▸ **What is being asked**
Scan the entries below for the word "strap" and copy every line where it turns up.
*** Opening of Material to process ***
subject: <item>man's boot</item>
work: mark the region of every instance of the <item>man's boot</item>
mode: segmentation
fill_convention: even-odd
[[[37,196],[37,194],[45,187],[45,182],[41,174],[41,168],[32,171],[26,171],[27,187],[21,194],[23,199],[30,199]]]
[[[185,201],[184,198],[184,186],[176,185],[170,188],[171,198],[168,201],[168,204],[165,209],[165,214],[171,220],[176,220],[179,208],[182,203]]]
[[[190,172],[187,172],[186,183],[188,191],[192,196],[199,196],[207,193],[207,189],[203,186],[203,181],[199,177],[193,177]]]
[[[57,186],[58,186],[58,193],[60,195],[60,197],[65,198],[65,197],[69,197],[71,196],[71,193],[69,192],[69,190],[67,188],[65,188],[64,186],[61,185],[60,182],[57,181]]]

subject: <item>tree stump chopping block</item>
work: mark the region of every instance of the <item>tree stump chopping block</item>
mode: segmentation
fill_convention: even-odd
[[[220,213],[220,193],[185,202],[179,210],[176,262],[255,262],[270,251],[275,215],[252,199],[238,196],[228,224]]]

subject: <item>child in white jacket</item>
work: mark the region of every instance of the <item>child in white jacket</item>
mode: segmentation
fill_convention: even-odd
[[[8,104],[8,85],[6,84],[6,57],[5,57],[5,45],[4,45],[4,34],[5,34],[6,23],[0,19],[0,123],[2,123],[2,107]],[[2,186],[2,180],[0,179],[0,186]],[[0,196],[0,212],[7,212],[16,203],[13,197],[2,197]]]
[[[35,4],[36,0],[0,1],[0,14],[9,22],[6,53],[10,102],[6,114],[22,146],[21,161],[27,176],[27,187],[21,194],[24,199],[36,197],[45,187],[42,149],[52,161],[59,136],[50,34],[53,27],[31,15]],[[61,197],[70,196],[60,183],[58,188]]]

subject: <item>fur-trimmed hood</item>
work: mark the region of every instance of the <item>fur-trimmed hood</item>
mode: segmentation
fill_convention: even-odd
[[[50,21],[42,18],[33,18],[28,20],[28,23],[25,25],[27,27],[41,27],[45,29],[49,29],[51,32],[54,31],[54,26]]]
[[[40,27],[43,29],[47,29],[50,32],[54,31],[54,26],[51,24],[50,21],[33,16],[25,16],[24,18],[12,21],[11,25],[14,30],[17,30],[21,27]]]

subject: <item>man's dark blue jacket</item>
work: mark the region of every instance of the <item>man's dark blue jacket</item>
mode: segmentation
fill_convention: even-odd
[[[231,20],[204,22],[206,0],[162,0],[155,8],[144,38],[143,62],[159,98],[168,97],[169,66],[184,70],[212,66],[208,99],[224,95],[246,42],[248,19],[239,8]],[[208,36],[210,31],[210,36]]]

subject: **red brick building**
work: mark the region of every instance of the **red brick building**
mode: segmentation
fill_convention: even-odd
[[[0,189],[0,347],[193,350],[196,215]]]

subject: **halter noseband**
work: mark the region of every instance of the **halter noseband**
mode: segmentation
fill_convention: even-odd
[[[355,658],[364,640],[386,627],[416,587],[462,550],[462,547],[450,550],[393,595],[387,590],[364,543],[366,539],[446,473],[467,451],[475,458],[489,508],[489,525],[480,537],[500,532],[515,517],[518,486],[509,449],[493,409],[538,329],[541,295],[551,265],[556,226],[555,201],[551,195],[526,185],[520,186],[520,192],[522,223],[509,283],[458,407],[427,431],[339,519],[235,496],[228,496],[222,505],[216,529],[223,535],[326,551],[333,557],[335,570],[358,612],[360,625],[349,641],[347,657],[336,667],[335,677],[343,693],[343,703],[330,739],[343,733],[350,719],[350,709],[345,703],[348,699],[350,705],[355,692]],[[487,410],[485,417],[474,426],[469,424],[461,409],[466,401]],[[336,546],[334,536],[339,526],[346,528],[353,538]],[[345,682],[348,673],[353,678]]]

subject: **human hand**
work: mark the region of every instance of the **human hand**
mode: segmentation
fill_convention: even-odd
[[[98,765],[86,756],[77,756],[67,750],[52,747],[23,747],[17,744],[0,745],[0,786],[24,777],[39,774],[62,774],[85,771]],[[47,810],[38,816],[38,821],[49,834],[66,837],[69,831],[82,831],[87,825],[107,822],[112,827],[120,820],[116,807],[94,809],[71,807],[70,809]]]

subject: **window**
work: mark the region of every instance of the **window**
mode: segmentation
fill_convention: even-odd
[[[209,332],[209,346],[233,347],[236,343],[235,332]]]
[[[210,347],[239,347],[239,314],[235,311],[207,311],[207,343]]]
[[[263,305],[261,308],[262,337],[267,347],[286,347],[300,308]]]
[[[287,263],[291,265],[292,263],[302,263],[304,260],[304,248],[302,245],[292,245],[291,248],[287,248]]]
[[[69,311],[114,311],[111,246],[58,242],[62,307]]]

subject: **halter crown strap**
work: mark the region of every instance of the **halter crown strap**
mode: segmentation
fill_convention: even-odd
*** Close of Material to process ***
▸ **Your response**
subject: **halter crown strap**
work: mark the region of every instance of the **halter crown strap**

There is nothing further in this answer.